• **Aufgaben**:
A. Welchen Betrag muss die Beschwerdeführerin laut dem Erkenntnis des Verwaltungsgerichtshofs dem Bund an Aufwendungen ersetzen, und in welcher Frist?
B. Schreib aus dem Erkenntnis des Verwaltungsgerichtshofs den Abschnitt von „Der Verwaltungsgerichtshof hat“ bis „als unbegründet abgewiesen.“ wortgetreu ab.

• **Ausgangstext**:
■ ■ ■ ■

VwGH 85/07/0156

VwGH85/07/015622.10.1985

Der Verwaltungsgerichtshof hat durch den Vorsitzenden Senatspräsident Dr. Schima und die Hofräte Dr. Salcher, Dr. Hoffmann, Dr. Fürnsinn und Dr. Zeizinger als Richter, im Beisein der Schriftführerin Dr. Kratzert, über die Beschwerde der D & Co Ges.m.b.H. in T, vertreten durch Dr. Karl Prisching, Rechtsanwalt in St. Pölten, Völklplatz 3, gegen den Bescheid des Bundesministers für Land- und Forstwirtschaft vom 23. April 1985, Zl. 510.213/03-I 5/85, betreffend einen wasserpolizeilichen Auftrag, zu Recht erkannt:

Normen

WRG 1959 §138 Abs2;
WRG 1959 §138 Abs2;

 

Spruch:

Die Beschwerde wird als unbegründet abgewiesen.

Die Beschwerdeführerin hat dem Bund Aufwendungen in der Höhe von S 2.760,-- binnen zwei Wochen bei sonstiger Exekution zu ersetzen.

Begründung

Der Landeshauptmann von Niederösterreich (in der Folge kurz: LH) hat mit Bescheid vom 14. Jänner 1974 der Beschwerdeführerin u. a. die nachträgliche wasserrechtliche Bewilligung zur Einleitung von Betriebsabwässern, darunter von "Überschußwasser der Filterreinigung" - gemeint offenbar: Filzreinigung - "von maximal 4 l/sek.", linksufrig in den Werkskanal der T nach Maßgabe der in diesem Bescheid enthaltenen Projektsbeschreibung und bei Einhaltung bestimmter Bedingungen erteilt. Der Projektsbeschreibung ist unter Abschnitt C "Abwasseranfall", Punkt 2 "Überschußwasser der Filzreinigung", zu entnehmen, daß auf Grund der technischen Ausführung der Anlage von der Filzreinigung normalerweise keine Abwässer zur Ableitung kämen, diese könnten jedoch fallweise zwischen 0 l/s und 4 l/s betragen. In der Begründung des Bescheides vom 14. Jänner 1974 bezog sich der LH auf das von ihm eingeholte Gutachten eines technischen Amtssachverständigen, wonach zur Einleitung u.a. folgende Betriebsabwässer gelangten: "b) Überschußwasser der Filter-" gemeint offenbar auch hier: Filz- "-reinigung: fallweise, maximal einmal wöchentlich über 0,5 Stunden im Ausmaß von max. 7,2 m3/d bzw. max. 4 l/sek."

■ ■ ■ ■

• **Quelldaten**:

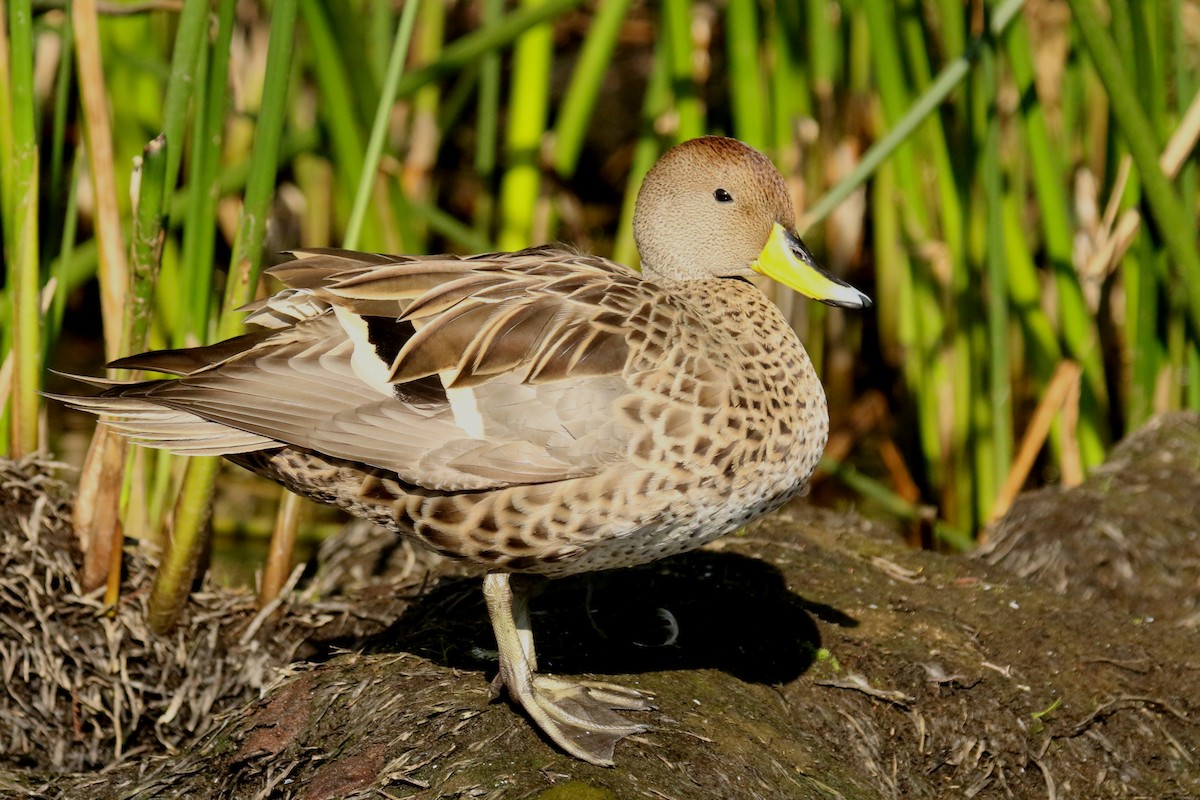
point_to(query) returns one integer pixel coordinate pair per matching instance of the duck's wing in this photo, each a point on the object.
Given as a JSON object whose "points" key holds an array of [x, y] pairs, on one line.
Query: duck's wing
{"points": [[453, 373]]}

■ ■ ■ ■

• **Antworten der Reihe nach**:
A. S 2.760,-- binnen zwei Wochen.

B.
Der Verwaltungsgerichtshof hat durch den Vorsitzenden Senatspräsident Dr. Schima und die Hofräte Dr. Salcher, Dr. Hoffmann, Dr. Fürnsinn und Dr. Zeizinger als Richter, im Beisein der Schriftführerin Dr. Kratzert, über die Beschwerde der D & Co Ges.m.b.H. in T, vertreten durch Dr. Karl Prisching, Rechtsanwalt in St. Pölten, Völklplatz 3, gegen den Bescheid des Bundesministers für Land- und Forstwirtschaft vom 23. April 1985, Zl. 510.213/03-I 5/85, betreffend einen wasserpolizeilichen Auftrag, zu Recht erkannt:

Normen

WRG 1959 §138 Abs2;
WRG 1959 §138 Abs2;

 

Spruch:

Die Beschwerde wird als unbegründet abgewiesen.